• [Exercise description]:
Give the entries again exactly, every one of them.

== == ==

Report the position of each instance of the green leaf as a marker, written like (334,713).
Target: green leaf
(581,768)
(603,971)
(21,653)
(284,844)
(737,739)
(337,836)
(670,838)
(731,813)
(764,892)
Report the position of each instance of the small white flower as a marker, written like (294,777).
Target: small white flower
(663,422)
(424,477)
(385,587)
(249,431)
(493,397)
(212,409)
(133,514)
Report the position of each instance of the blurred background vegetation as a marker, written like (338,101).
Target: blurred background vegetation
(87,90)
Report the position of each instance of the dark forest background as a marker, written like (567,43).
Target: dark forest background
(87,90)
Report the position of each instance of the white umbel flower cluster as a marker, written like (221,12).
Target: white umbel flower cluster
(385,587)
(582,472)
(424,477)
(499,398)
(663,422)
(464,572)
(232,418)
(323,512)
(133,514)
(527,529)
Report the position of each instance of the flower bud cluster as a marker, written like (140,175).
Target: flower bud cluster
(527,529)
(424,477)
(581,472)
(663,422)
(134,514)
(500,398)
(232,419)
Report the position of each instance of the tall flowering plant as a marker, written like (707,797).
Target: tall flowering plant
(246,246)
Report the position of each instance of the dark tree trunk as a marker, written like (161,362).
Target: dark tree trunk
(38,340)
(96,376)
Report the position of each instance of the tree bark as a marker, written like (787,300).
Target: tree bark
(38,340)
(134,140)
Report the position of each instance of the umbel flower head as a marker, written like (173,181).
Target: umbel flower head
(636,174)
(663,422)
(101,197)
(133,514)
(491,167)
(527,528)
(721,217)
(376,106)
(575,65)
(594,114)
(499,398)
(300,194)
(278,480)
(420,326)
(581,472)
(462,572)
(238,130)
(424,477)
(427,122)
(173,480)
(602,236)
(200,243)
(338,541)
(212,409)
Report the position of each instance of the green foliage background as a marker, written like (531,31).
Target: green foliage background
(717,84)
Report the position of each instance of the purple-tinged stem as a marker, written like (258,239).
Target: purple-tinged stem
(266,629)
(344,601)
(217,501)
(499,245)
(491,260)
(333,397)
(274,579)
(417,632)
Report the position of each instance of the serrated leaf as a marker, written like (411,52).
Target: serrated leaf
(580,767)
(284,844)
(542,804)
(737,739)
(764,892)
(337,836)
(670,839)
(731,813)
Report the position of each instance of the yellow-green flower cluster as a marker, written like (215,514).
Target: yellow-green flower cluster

== == ==

• [Response]:
Report the position of each instance of the green leaf as a marker, written like (334,713).
Target: green leaf
(581,768)
(603,971)
(21,653)
(284,844)
(737,739)
(337,836)
(670,838)
(731,813)
(764,892)
Report the position of each instance of the small white flower as a marker, written like (294,777).
Target: small white flower
(663,422)
(424,477)
(385,587)
(249,431)
(493,397)
(212,409)
(133,514)
Report the position of each instance of the blurred background vegetation as a marker, written like (338,101).
Target: blurred background vegetation
(87,90)
Report the position of each instance of the dark forest background as a marker, written like (567,43).
Target: dark forest background
(87,90)
Report the position of each instance of the white umbel flower cluster as a marker, written like (221,12).
Target: white umbel flower cluster
(385,587)
(582,472)
(424,477)
(499,398)
(663,422)
(464,572)
(232,418)
(323,512)
(133,514)
(527,529)
Report the position of each instance of the flower bud cluster as a marker, written like (140,175).
Target: flower bud cluster
(527,529)
(424,477)
(581,472)
(663,422)
(134,514)
(500,398)
(232,419)
Report the position of each instance of the tall flowering plant as a marker, written like (707,797).
Target: tall flowering plant
(246,246)
Report the position of each instance of the dark tree trunk as a marker, written like (161,362).
Target: dark tree trunk
(38,340)
(96,376)
Report the position of each instance of the tree bark as a marker, written like (787,300).
Target: tree bark
(38,340)
(134,140)
Report the position of each instance of the umbel flower head as a marker, written like (173,181).
Target: umbel flower head
(636,174)
(663,422)
(101,197)
(133,514)
(491,167)
(527,528)
(721,217)
(376,106)
(575,65)
(594,114)
(499,398)
(300,194)
(278,480)
(420,326)
(581,472)
(462,572)
(238,130)
(424,477)
(427,122)
(173,480)
(602,236)
(200,243)
(338,541)
(212,409)
Report the position of each instance of the green foliage background as a marker, written like (531,31).
Target: green foliage background
(717,84)
Report the position of each instance of the purple-tinged stem as a marker, written like (258,239).
Target: purple-tinged stem
(266,629)
(344,601)
(217,501)
(499,245)
(491,260)
(333,397)
(274,579)
(417,632)
Report the position of each instance of the serrated leaf as a marker, written like (411,52).
Target: serrated leaf
(580,767)
(284,844)
(542,804)
(737,739)
(764,892)
(337,836)
(670,839)
(731,813)
Report the position of each instance of the yellow-green flower cluster as a marker, written like (215,514).
Target: yellow-green flower cluster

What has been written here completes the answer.